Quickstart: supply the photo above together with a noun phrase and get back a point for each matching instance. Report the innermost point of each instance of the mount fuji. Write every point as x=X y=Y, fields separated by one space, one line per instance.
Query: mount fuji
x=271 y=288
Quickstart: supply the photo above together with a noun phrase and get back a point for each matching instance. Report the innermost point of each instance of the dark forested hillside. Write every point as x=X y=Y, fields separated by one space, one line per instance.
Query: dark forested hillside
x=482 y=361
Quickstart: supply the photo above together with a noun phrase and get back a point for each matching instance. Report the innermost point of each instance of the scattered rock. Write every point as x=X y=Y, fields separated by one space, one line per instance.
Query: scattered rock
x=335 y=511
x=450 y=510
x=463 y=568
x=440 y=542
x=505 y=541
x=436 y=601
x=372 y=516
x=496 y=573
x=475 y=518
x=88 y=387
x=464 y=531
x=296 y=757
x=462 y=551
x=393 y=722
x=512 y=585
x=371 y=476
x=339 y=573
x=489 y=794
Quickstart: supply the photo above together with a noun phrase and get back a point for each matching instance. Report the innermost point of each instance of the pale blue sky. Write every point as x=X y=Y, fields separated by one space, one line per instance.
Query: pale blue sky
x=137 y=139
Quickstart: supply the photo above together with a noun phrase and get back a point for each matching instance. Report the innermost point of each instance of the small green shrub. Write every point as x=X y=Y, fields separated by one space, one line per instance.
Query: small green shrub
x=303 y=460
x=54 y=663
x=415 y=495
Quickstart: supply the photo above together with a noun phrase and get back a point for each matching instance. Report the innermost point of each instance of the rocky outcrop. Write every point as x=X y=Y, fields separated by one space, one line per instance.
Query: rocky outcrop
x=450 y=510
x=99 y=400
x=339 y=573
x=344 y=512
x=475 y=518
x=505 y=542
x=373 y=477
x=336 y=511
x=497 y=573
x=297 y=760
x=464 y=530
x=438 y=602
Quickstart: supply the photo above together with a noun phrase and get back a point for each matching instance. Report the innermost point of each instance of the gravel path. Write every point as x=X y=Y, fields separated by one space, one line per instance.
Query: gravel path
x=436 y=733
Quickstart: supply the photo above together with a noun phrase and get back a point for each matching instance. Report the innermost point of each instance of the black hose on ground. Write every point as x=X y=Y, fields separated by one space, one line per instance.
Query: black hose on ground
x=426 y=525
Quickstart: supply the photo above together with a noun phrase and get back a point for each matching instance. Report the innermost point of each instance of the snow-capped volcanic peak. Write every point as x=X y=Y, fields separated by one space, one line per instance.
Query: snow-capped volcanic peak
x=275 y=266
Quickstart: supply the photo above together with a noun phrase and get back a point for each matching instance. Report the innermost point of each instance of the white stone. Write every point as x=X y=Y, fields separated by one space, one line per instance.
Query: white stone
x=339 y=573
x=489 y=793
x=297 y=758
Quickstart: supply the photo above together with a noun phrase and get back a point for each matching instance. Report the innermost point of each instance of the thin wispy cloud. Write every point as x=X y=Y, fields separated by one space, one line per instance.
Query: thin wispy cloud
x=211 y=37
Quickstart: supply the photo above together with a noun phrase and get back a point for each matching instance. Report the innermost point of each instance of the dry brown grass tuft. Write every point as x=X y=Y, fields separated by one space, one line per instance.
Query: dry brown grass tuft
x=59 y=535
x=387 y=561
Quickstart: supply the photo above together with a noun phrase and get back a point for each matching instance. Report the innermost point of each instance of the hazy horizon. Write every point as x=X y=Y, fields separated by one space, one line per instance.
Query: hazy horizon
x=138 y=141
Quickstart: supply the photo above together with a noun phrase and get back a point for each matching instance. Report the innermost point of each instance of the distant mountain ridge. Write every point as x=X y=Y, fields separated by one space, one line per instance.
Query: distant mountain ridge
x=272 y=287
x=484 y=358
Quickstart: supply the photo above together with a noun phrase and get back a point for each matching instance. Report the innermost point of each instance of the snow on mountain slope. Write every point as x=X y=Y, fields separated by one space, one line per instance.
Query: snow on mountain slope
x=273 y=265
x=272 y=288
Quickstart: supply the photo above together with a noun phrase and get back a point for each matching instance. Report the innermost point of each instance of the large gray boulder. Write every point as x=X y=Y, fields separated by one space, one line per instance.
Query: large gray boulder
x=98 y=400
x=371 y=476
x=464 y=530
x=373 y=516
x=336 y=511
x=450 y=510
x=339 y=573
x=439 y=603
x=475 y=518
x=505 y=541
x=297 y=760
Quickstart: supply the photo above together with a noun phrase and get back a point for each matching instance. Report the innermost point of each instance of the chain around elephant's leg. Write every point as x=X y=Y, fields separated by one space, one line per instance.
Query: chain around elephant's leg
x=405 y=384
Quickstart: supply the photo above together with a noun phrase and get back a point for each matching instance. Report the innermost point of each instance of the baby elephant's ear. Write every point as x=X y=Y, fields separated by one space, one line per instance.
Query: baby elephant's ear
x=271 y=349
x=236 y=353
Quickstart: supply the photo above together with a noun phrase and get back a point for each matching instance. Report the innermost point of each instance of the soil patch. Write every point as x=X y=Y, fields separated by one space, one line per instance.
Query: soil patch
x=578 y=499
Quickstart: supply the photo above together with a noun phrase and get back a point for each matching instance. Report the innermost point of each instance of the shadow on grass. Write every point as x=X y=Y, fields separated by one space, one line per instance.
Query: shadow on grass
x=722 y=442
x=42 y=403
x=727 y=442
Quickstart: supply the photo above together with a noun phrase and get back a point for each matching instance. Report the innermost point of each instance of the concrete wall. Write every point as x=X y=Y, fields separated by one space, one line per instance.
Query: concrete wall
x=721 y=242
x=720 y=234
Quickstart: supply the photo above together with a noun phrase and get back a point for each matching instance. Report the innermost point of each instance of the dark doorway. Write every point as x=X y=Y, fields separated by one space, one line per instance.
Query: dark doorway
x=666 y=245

===

▶ **REQUEST**
Update the lines from the one with "the snow on" to the one with "x=236 y=353" by putting "big stone" in place of "large gray boulder". Leave everything else in those lines as it is.

▶ **WRITTEN RESPONSE**
Quickstart: supply the photo above together with a noun phrase and get back a point for each matching instance. Report the innermost point of each instance of the snow on mountain slope. Write every point as x=X y=Y, fields separated by one space, one line per instance.
Query: snow on mountain slope
x=273 y=265
x=272 y=288
Quickstart: supply the photo above together with a noun phrase and get back a point for each matching instance. Report the innermost point of each instance of the big stone. Write every point as x=X y=Y, fields separated by one space, one line per instance.
Query: big stone
x=98 y=400
x=371 y=476
x=464 y=530
x=373 y=516
x=336 y=511
x=450 y=510
x=339 y=573
x=439 y=603
x=475 y=518
x=505 y=541
x=297 y=760
Quickstart: supply the photo above together with a noun phrase and get back a point for each matching instance. Report the innermost point of each instance of the chain around elephant's leg. Write every point as x=X y=Y, fields separated by one space, one line per instance.
Query: chain around elephant's leg
x=405 y=384
Quickstart: supply the photo above together with a noun phrase and get back a point for each matching instance. Report the innermost point of each instance of the baby elephant's ear. Write every point as x=X y=Y, fields separated by one space, one line per instance.
Query: baby elephant's ear
x=271 y=349
x=236 y=353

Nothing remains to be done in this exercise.